**Aim of the exercise**
Repeat each record below exactly, dropping the pictures.

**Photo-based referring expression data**
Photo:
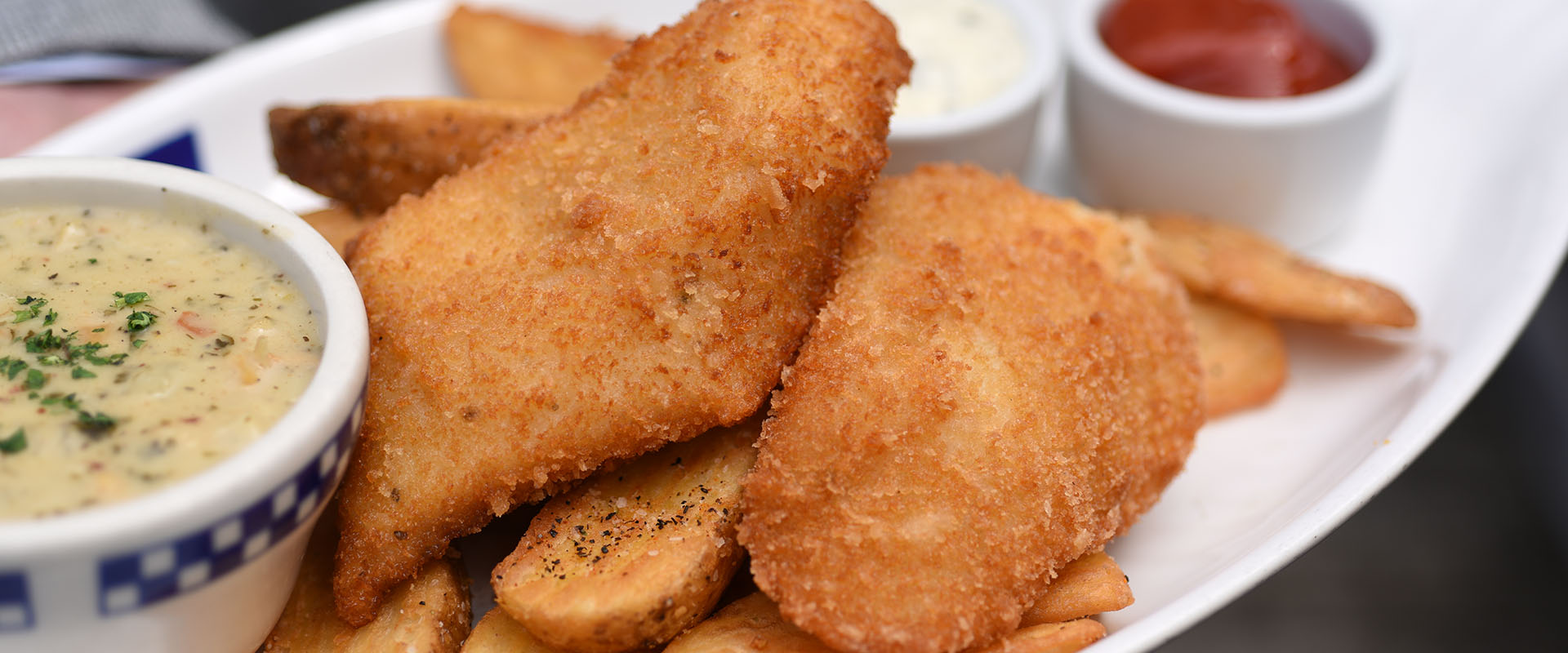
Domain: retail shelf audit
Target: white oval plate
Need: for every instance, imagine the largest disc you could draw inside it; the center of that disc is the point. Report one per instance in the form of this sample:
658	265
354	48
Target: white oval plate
1468	216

**Solution**
Photo:
Domain: retail shelf audit
Target: white oval plate
Need: for every instance, imagine the largest disc you could draw inside it; the center of that disc is the point. Report one per instance in the form of this sample:
658	265
354	48
Target: white oval plate
1468	216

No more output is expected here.